Task description: Turn everything from the line containing "Target: **woman holding coffee cup**" down to the end of the items below into a JSON list of strings. Use one string per line and drop any blank lines.

Input rows:
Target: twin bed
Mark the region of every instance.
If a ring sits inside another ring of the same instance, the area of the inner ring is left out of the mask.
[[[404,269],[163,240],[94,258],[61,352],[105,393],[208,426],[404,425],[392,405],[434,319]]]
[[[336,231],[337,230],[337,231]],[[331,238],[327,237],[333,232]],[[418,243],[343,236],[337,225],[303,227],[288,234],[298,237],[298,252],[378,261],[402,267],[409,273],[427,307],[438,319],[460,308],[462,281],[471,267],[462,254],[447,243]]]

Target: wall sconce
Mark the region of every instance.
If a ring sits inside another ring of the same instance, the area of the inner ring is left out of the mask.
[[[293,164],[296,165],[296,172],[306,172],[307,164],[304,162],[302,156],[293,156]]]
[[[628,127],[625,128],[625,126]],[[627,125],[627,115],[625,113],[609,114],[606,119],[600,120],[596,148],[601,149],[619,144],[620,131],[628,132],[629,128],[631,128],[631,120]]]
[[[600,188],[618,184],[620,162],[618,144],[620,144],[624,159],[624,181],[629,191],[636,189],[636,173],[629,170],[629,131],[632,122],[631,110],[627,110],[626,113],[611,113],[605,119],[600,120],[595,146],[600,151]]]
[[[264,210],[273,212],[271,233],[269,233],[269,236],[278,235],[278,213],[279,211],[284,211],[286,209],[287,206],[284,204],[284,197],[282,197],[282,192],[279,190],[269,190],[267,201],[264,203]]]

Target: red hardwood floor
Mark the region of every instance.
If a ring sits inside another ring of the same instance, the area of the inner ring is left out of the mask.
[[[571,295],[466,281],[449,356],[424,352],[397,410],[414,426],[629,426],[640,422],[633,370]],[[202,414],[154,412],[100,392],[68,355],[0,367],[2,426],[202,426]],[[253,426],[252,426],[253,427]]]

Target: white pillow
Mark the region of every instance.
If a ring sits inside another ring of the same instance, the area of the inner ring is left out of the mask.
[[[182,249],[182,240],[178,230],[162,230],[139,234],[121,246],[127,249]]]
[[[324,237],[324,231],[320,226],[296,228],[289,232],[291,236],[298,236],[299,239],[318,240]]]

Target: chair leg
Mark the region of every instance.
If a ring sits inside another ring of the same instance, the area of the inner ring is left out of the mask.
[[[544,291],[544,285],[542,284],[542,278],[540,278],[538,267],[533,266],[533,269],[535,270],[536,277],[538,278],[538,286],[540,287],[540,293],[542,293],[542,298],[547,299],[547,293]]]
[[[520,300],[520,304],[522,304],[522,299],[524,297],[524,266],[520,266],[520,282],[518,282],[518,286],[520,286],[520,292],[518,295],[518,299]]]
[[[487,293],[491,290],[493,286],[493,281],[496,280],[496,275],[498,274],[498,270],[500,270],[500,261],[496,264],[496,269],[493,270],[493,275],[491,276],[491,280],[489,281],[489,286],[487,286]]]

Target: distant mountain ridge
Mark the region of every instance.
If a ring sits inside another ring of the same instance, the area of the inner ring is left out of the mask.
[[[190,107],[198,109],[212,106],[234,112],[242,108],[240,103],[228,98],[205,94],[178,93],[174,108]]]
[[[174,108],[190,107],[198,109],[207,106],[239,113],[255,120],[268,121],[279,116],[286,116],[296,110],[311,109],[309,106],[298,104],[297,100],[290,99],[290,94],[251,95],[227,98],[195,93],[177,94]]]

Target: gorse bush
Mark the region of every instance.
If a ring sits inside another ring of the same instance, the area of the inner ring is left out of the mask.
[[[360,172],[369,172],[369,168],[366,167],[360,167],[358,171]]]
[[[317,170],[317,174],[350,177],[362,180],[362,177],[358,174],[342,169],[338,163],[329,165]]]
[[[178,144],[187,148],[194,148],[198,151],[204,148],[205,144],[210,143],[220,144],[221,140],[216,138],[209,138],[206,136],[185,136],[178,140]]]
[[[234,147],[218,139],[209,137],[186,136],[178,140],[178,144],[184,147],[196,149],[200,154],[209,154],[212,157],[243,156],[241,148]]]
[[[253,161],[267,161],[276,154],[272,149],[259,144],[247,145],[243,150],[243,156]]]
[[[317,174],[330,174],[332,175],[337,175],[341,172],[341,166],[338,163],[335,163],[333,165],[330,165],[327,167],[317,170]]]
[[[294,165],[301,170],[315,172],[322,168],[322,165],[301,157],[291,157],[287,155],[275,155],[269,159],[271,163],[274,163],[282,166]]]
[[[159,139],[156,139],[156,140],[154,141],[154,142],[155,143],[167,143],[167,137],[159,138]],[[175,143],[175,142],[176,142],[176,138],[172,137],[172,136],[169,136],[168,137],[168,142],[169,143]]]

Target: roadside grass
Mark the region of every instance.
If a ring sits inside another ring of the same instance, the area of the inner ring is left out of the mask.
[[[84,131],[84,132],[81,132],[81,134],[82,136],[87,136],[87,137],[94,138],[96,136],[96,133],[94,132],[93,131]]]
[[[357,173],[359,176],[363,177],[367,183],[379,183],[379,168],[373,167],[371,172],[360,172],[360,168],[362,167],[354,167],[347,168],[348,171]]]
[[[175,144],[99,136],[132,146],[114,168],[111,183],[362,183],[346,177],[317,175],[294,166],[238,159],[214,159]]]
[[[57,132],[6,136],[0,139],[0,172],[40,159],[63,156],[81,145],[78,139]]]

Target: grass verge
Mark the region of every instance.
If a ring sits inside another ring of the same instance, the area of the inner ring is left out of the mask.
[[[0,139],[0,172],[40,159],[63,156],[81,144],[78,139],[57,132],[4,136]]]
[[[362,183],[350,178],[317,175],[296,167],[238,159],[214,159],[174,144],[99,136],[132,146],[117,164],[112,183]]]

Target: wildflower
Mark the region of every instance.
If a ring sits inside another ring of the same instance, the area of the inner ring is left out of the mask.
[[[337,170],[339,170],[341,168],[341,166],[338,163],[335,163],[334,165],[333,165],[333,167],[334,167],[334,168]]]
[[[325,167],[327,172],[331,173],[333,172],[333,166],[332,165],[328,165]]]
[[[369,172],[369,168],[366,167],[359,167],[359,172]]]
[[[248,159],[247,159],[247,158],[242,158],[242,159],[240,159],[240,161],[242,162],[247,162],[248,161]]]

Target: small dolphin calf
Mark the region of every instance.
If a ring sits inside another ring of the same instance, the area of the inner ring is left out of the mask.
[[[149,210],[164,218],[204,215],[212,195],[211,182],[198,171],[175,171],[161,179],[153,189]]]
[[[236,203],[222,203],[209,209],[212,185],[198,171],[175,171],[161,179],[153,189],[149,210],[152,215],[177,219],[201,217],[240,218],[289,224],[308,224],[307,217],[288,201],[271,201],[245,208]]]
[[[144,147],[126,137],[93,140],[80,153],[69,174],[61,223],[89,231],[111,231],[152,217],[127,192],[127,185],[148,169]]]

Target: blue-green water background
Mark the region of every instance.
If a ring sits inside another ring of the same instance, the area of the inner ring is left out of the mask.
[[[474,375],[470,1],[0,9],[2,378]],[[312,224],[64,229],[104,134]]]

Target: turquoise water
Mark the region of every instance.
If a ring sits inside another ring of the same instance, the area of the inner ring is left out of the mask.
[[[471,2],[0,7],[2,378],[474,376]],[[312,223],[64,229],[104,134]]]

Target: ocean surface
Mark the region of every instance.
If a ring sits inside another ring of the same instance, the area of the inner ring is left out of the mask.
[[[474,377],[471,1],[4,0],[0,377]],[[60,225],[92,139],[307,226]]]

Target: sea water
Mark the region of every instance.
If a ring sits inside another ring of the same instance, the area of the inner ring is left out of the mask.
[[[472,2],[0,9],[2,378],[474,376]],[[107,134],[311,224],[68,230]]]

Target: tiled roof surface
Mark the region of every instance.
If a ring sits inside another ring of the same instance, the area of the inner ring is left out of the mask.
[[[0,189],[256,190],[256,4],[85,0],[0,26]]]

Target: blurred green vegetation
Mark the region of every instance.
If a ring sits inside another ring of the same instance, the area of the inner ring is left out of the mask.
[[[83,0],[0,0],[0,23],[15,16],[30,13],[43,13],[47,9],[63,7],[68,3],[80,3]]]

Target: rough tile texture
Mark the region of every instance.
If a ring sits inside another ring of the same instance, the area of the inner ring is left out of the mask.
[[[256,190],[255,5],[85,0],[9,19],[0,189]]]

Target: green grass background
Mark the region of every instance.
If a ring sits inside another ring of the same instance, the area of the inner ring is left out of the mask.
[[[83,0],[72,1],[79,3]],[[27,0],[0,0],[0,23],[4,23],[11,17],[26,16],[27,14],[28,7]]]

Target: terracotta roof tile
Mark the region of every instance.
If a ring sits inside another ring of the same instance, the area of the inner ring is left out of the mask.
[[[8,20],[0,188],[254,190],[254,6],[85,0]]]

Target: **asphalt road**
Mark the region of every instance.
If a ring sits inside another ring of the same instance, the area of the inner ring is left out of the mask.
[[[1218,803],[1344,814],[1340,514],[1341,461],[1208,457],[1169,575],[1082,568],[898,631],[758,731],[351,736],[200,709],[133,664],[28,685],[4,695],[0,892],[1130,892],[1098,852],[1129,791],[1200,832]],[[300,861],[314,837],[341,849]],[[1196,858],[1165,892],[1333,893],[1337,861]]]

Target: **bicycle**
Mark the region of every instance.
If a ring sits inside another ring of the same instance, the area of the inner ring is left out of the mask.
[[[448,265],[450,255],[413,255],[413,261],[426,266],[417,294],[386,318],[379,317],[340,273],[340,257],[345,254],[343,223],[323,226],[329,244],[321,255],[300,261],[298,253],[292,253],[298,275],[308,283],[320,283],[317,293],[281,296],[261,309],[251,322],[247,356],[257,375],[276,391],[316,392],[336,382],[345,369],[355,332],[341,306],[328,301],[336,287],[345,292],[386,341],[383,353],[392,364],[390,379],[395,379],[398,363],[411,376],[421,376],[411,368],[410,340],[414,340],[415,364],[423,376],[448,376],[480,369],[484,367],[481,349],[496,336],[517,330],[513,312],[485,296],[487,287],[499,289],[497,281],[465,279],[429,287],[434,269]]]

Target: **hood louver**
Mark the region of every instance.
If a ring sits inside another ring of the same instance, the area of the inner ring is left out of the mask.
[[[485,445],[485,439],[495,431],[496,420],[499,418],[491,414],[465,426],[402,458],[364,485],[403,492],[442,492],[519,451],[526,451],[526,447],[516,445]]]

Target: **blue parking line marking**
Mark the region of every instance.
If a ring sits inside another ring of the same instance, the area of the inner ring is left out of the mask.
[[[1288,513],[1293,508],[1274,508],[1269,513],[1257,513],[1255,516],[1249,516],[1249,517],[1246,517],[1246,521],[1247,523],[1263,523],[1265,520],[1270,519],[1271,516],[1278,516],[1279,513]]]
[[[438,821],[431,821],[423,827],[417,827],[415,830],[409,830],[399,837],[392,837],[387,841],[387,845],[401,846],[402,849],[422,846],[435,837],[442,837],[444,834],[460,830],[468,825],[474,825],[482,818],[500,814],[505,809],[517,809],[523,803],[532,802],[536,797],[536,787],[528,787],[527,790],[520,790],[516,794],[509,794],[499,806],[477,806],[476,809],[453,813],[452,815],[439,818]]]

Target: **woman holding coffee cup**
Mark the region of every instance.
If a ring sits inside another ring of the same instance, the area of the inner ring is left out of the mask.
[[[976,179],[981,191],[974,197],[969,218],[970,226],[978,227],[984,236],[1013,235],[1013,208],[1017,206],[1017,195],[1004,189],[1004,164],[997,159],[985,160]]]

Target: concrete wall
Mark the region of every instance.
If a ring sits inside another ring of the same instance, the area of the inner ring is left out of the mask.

Output for this exercise:
[
  "Target: **woman holding coffee cup**",
  "Mark the region of every instance.",
  "If a ring sits inside another ring of the same instance, the area of the inner ring is left out of the mask.",
  "[[[976,179],[981,191],[974,197],[969,218],[970,226],[978,227],[984,236],[1013,235],[1013,208],[1017,206],[1017,195],[1004,189],[1004,164],[997,159],[985,160]]]",
  "Target: concrete wall",
  "Mark the region of every instance.",
  "If a ring sits inside another ring of the same instance, the area of the inner ring is left out of the mask."
]